— TO BE DONE —
A - In the excerpt about Esa-Pekka Salonen's Helix, to whom is the piece dedicated?
B - Continue the excerpt about Esa-Pekka Salonen's Helix, starting after its final sentence.

— TEXT EXCERPT —
----

Helix for orchestra is a single-movement orchestral composition by the Finnish composer Esa-Pekka Salonen. The work was commissioned by the BBC and was first performed August 27, 2005 at The Proms by the World Orchestra for Peace under conductor Valery Gergiev, to whom the piece is dedicated.

==Composition==
Helix has a duration of roughly 9 minutes and is composed in one continuous movement. Salonen compared the form of the work to a spiral or coil, writing in the score program notes:
The process of Helix is basically that of a nine-minute accelerando. The tempo gets faster, but the note values of the phrases become correspondingly longer. Therefore only the material's relation to the pulse changes, not necessarily the impression of speed itself. Hence the spiral metaphor: the material (which consists essentially of two different phrases) is being pushed through constantly narrowing concentric circles until the music reaches a point where it has to stop as it has nowhere to go.

===Instrumentation===
The work is scored for three flutes (doubling piccolo), three oboes (doubling cor anglais), two clarinets, two bassoons, contrabassoon, four French horns, three trumpets, three trombones, tuba, timpani, five percussionists, harp, and strings.

----

— DATA —
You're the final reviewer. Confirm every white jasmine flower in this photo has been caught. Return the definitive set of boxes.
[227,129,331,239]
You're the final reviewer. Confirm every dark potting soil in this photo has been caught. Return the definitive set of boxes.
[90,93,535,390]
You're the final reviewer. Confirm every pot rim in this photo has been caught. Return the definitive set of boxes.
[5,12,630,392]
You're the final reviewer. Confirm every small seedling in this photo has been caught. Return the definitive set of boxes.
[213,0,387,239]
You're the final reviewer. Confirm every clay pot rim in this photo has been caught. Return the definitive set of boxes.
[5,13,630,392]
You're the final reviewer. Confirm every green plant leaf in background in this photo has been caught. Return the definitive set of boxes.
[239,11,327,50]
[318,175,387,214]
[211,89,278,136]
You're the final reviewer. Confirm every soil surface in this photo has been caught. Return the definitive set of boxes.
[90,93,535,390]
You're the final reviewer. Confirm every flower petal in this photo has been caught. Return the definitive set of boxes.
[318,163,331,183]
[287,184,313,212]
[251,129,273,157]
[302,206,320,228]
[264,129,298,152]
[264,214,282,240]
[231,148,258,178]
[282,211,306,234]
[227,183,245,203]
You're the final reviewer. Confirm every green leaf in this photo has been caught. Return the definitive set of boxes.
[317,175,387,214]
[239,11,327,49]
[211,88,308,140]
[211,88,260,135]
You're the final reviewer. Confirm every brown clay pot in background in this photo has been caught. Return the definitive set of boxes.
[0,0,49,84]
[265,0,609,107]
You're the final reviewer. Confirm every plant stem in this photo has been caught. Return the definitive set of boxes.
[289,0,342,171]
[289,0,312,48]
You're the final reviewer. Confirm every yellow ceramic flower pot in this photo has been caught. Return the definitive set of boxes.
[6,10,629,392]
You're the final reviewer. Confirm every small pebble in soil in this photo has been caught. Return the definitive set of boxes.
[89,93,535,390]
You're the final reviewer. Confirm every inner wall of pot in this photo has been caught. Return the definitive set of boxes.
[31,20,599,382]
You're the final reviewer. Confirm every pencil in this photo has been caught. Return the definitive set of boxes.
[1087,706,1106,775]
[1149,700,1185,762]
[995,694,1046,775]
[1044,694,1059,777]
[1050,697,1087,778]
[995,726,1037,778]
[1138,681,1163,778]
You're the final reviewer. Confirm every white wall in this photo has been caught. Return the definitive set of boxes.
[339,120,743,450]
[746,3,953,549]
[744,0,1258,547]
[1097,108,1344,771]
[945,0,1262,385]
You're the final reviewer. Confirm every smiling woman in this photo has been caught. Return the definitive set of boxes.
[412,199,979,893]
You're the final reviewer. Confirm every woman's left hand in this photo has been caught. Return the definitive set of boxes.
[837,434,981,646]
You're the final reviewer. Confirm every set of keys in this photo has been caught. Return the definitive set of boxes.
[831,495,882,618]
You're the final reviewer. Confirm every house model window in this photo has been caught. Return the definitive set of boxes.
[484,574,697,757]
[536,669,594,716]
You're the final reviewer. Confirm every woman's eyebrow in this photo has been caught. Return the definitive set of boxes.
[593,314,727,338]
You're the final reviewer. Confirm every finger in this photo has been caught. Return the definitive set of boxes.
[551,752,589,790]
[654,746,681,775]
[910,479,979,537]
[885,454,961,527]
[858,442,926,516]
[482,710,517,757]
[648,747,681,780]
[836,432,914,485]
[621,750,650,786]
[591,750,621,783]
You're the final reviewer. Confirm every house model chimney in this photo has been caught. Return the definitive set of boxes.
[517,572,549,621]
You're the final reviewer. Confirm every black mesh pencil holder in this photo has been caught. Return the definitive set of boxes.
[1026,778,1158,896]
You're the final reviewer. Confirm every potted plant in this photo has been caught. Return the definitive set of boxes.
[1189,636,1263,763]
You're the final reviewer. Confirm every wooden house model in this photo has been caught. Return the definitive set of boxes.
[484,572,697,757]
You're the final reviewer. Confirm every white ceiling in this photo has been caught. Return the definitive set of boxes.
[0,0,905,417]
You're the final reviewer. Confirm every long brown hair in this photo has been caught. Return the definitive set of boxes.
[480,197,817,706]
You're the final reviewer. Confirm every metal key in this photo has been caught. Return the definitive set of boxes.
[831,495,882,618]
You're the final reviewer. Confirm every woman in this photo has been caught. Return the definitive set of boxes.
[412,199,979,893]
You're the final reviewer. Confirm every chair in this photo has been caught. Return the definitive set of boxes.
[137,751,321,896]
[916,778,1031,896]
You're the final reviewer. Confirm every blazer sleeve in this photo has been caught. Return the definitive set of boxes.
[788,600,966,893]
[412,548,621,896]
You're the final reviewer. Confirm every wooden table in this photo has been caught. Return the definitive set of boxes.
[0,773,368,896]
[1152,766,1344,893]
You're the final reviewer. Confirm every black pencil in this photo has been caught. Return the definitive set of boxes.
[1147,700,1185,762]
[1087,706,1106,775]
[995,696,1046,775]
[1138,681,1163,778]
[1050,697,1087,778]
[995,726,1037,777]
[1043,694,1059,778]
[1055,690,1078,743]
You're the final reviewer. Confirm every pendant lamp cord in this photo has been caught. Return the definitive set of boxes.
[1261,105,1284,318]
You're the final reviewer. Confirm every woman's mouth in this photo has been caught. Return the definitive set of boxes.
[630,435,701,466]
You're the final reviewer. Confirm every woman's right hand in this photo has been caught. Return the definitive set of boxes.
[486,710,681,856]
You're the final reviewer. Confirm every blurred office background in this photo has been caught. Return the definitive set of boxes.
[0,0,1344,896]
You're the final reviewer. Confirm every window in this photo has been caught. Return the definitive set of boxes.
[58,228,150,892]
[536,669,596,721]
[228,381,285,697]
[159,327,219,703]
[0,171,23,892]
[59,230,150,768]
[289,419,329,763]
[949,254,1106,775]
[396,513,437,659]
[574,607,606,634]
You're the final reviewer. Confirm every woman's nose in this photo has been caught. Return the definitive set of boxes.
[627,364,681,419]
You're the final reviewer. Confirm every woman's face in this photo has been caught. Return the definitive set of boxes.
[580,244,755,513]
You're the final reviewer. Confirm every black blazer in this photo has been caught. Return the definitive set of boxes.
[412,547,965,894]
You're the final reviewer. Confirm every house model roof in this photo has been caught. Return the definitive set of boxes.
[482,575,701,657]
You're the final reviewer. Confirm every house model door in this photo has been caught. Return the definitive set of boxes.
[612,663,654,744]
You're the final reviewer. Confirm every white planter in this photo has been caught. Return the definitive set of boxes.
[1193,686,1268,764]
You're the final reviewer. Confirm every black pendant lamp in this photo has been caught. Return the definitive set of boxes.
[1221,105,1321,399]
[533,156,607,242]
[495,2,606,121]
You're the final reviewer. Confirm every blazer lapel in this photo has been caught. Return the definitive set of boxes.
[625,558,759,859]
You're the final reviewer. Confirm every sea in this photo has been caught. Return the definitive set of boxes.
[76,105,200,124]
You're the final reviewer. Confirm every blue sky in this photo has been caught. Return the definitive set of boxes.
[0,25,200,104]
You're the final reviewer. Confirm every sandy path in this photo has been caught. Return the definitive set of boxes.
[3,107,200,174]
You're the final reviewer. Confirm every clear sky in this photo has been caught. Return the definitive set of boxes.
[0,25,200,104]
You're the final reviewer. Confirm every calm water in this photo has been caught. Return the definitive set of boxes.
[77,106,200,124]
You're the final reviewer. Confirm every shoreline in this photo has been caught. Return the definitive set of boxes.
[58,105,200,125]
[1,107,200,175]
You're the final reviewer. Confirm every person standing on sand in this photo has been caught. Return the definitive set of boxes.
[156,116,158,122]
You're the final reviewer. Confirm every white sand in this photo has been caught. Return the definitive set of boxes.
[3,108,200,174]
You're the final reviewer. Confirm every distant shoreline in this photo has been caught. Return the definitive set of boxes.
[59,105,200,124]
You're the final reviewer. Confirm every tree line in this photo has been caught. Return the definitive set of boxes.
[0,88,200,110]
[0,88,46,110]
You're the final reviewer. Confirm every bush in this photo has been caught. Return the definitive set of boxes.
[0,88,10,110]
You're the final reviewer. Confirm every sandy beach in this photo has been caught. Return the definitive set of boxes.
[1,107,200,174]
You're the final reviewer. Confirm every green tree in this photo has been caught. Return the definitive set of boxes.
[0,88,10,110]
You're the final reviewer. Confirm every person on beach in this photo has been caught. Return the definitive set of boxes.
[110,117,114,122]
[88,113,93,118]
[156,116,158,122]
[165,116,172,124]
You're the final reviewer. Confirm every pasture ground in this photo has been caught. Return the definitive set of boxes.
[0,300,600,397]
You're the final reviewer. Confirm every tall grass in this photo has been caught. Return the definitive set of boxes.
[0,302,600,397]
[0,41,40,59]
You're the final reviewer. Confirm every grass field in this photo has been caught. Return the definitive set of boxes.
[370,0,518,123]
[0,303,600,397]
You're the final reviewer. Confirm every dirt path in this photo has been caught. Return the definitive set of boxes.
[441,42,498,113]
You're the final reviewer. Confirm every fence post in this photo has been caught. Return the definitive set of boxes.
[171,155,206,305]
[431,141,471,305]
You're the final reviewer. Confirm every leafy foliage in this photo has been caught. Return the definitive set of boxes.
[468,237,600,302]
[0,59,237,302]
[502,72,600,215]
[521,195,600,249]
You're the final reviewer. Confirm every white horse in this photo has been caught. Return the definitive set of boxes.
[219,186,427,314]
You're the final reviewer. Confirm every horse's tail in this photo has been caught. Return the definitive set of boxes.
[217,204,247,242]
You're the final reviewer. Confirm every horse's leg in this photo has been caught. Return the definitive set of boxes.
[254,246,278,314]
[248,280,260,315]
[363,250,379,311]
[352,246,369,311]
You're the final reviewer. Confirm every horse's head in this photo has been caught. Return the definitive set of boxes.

----

— EXPECTED ANSWERS —
A - Valery Gergiev

B -
==Reception==
Anne Midgette of The New York Times called Helix "an exuberant showpiece" and wrote, "Its gimmick is that the tempo markings steadily increase throughout, adding propulsive force to a work that, thick with detail, throws out sounds and ideas as it builds steam." Stephen Johnson of BBC Music Magazine compared the work favorably to Salonen's Piano Concerto, writing, "The driven and dazzlingly colourful Helix matches all the Concerto can offer in less than a third of its length." Richard S. Ginell of the Los Angeles Times described it as "basically a musical coil that begins almost in a dream-like haze and accelerates and thickens and tightens until the overloaded structure comes to a screaming halt just short of the nine-minute mark." Richard Scheinin of the San Jose Mercury News also praised the composition and said, "Teeming with detail, the piece is a steady funneling of energy and suspense, self-multiplying. Through the strings, it also grew long-lined, romantic — but with a shocking hatchet finish. Only nine minutes long, it was impressive; Salonen seemed to be saying, 'This is who I am.'"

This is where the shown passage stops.